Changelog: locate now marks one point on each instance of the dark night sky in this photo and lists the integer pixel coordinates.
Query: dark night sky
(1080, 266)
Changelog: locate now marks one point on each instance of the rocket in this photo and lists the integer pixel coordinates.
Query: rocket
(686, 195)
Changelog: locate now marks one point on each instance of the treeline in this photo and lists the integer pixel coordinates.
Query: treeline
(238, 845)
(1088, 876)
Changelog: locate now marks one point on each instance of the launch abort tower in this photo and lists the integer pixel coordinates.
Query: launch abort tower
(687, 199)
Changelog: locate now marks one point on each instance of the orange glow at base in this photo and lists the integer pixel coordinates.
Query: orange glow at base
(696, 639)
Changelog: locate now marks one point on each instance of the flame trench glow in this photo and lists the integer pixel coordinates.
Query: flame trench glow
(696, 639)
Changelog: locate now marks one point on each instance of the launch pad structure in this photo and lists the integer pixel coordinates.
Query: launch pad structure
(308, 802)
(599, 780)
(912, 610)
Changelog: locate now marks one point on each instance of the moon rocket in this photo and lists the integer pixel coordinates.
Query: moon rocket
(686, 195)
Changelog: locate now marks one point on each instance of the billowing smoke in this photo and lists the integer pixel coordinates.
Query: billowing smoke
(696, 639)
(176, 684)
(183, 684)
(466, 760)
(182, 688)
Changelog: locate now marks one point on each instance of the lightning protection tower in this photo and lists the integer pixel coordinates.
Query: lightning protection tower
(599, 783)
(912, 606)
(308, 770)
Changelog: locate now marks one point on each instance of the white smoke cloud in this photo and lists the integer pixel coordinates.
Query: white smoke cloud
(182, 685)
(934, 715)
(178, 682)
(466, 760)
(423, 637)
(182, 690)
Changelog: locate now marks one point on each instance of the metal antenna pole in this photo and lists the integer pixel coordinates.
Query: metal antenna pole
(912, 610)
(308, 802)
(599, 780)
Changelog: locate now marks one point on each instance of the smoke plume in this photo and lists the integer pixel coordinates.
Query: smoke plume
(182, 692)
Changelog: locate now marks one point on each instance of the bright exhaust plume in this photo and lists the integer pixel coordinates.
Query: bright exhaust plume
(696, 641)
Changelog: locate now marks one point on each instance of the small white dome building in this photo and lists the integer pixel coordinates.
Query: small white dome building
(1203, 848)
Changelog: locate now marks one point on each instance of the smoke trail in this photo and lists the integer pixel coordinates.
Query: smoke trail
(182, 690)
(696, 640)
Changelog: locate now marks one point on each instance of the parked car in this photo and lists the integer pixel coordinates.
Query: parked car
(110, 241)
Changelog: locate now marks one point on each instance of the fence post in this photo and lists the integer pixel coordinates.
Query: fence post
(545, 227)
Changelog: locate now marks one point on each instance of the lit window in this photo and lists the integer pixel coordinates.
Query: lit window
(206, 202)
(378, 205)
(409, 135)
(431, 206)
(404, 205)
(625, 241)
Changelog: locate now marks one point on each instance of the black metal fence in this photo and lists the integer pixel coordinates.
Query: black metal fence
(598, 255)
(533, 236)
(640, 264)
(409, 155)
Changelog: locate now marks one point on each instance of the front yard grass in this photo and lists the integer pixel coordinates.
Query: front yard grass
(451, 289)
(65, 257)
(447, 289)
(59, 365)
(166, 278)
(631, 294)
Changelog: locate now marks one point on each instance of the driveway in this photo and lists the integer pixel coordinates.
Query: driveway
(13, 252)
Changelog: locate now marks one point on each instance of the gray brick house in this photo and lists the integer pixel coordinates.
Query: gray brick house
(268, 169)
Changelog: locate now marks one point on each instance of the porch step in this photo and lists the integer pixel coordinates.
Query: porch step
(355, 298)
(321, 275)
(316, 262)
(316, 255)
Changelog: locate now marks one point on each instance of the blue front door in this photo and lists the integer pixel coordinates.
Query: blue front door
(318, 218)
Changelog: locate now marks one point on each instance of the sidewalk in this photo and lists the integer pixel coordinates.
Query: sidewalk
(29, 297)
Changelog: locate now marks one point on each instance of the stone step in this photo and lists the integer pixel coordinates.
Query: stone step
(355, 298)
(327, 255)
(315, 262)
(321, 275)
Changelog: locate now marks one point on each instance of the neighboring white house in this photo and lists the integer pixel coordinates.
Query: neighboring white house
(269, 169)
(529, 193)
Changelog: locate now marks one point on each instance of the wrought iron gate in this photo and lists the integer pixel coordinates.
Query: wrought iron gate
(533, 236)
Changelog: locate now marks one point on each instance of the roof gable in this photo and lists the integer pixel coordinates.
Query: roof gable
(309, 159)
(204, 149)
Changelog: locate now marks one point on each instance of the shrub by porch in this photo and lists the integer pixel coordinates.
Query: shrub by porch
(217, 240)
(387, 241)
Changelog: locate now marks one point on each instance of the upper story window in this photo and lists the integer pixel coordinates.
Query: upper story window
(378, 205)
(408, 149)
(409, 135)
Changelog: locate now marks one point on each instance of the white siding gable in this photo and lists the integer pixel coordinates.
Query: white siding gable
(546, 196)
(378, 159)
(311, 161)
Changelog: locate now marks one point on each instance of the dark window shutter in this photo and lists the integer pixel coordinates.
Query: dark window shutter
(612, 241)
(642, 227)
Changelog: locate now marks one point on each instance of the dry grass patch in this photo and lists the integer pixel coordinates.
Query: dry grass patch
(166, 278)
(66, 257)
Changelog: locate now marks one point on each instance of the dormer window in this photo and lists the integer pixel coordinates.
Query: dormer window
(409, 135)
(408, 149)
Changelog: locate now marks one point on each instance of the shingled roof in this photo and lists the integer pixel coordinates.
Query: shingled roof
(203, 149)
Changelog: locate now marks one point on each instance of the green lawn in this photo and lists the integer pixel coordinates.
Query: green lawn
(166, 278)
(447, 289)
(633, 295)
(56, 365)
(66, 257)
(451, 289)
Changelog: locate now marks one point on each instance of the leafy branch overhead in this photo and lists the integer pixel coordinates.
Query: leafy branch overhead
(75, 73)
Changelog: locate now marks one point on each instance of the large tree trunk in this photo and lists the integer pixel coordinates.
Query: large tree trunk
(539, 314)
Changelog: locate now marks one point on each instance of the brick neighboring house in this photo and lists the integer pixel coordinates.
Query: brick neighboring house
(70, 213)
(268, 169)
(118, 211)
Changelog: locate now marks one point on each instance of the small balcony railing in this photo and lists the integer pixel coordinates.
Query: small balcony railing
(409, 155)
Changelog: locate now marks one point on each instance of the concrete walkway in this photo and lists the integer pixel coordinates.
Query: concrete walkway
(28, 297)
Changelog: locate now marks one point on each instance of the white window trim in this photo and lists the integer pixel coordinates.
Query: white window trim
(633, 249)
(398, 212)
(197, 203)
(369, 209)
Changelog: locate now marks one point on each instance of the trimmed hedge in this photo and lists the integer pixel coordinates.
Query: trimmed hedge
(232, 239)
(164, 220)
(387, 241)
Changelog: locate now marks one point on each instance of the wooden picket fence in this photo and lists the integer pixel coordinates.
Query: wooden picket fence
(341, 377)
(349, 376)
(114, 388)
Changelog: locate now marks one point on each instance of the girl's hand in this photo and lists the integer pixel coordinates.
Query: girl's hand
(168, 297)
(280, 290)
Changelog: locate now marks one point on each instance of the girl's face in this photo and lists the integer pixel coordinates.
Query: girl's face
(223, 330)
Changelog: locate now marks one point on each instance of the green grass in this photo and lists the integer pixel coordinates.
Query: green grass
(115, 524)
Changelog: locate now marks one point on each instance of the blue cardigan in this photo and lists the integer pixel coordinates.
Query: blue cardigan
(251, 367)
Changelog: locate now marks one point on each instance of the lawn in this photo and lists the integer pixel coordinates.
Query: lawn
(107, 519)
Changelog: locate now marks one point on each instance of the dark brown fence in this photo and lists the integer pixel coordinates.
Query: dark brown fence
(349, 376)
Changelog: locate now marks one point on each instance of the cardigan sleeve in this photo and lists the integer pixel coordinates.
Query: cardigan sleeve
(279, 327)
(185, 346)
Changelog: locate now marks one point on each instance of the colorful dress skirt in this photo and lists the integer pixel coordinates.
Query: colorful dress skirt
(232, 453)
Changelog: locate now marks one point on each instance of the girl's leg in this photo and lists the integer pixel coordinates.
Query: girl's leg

══════════

- Exercise description
All lines from the one containing "Query: cardigan sleeve" through the end of the records, both ends included, are to be quoted exactly; please add nothing else.

- Output below
Query: cardigan sleeve
(279, 327)
(185, 346)
Changelog: locate now marks one point on each instance of the colorful dress skirt in this photo and lists the integer pixel coordinates.
Query: colorful dress skirt
(232, 453)
Changelog: locate now marks one point on each instance of the girl's leg in this photo and lists the integer pixel coordinates.
Query: girl's leg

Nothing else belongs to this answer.